━━ DATA

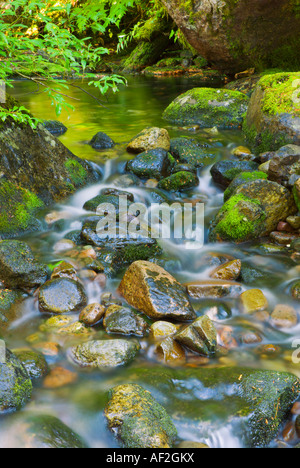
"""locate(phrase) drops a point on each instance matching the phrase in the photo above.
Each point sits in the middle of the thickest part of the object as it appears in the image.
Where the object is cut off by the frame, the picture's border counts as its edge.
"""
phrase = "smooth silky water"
(122, 116)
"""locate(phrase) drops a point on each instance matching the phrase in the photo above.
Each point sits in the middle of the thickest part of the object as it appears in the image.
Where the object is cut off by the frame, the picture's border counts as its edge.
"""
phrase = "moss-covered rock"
(150, 289)
(15, 384)
(208, 108)
(62, 295)
(273, 117)
(104, 354)
(18, 266)
(34, 430)
(138, 420)
(254, 211)
(153, 164)
(34, 362)
(179, 182)
(224, 172)
(124, 321)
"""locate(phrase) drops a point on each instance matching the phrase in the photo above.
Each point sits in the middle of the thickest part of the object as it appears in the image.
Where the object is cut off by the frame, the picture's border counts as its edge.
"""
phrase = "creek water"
(125, 114)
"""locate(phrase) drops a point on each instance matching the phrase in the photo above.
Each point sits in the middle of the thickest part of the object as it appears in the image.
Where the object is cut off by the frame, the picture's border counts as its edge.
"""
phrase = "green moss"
(17, 207)
(280, 92)
(234, 225)
(76, 172)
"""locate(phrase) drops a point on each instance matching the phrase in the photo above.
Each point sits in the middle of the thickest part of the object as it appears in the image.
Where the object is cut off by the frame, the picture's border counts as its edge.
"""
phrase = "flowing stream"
(124, 115)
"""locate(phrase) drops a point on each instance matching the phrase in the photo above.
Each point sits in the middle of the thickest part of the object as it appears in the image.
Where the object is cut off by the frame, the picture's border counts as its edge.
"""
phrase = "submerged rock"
(149, 139)
(34, 430)
(62, 295)
(208, 108)
(101, 141)
(34, 362)
(138, 420)
(153, 164)
(104, 354)
(15, 384)
(150, 289)
(18, 266)
(125, 321)
(252, 404)
(200, 336)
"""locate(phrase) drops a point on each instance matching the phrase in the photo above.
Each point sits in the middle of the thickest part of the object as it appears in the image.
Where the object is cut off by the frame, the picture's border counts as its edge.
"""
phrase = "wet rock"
(59, 377)
(153, 164)
(216, 289)
(271, 120)
(200, 336)
(101, 141)
(229, 271)
(160, 330)
(10, 307)
(149, 139)
(170, 352)
(34, 430)
(34, 362)
(258, 401)
(152, 290)
(215, 310)
(179, 182)
(208, 108)
(124, 321)
(62, 295)
(253, 300)
(55, 127)
(254, 211)
(191, 152)
(92, 314)
(138, 420)
(284, 316)
(296, 290)
(15, 384)
(104, 354)
(224, 172)
(18, 266)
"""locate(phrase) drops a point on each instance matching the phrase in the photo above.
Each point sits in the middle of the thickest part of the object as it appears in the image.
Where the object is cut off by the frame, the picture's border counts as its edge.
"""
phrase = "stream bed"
(80, 404)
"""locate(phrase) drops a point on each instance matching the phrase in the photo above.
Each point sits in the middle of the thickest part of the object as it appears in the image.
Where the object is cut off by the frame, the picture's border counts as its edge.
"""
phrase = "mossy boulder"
(15, 384)
(104, 354)
(252, 403)
(138, 420)
(237, 35)
(19, 209)
(254, 211)
(273, 117)
(35, 430)
(19, 267)
(34, 362)
(124, 321)
(240, 180)
(186, 150)
(179, 182)
(224, 172)
(10, 306)
(150, 289)
(62, 295)
(208, 107)
(153, 164)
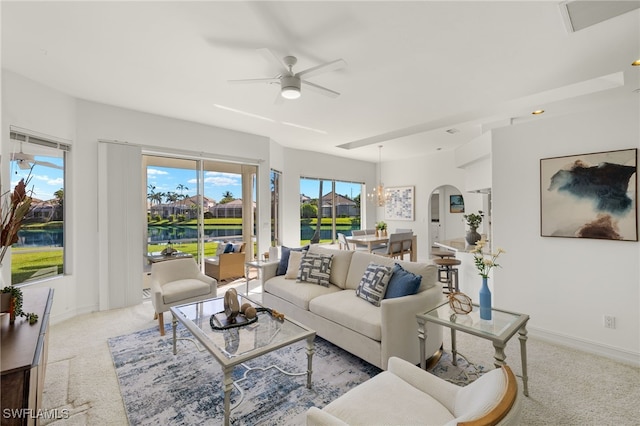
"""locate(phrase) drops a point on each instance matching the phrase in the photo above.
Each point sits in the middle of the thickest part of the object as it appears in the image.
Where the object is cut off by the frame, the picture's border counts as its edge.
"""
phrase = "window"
(275, 179)
(39, 252)
(328, 207)
(196, 204)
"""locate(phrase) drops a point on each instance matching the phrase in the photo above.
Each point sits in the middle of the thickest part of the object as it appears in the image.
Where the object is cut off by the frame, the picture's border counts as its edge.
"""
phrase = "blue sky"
(216, 183)
(45, 181)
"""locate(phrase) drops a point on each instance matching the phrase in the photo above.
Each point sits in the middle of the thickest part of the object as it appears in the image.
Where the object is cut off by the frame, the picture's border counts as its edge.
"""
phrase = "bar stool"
(447, 266)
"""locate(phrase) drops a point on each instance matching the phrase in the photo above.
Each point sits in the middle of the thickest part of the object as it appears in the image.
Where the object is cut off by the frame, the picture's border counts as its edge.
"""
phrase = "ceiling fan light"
(290, 92)
(290, 87)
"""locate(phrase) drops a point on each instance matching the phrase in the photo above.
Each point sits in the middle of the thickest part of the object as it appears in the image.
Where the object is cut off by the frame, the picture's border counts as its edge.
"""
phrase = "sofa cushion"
(175, 291)
(298, 294)
(373, 283)
(402, 283)
(339, 264)
(295, 257)
(359, 263)
(481, 396)
(344, 308)
(315, 268)
(284, 258)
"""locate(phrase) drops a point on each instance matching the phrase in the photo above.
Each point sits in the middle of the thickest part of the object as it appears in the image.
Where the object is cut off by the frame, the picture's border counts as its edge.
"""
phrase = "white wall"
(566, 285)
(39, 109)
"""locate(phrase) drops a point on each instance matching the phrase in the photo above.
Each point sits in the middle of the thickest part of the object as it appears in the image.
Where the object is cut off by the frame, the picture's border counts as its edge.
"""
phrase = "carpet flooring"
(186, 388)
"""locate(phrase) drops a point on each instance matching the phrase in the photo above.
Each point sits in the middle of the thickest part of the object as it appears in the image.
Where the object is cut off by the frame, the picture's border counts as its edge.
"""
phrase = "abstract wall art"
(399, 205)
(590, 196)
(456, 204)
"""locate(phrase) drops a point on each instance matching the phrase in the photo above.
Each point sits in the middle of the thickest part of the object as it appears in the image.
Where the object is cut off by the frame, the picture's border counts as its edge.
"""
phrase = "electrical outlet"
(609, 321)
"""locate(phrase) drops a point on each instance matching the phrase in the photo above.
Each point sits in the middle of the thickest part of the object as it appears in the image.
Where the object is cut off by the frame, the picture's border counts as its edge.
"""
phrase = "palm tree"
(182, 196)
(316, 235)
(226, 197)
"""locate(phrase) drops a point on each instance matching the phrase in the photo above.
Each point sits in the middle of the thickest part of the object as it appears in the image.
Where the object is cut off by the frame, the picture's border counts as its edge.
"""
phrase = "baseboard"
(616, 354)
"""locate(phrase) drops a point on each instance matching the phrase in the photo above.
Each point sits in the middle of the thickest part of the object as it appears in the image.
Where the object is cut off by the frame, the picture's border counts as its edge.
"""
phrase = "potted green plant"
(14, 208)
(473, 221)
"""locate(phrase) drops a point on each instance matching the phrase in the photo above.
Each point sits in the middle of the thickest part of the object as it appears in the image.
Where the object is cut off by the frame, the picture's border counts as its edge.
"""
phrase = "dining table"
(371, 241)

━━━━

WHAT IS NEEDED: Show each line above that contains the string "water", copied in full. Case counts when matching.

REPLY:
phrase = "smooth silky water"
phrase = "creek water"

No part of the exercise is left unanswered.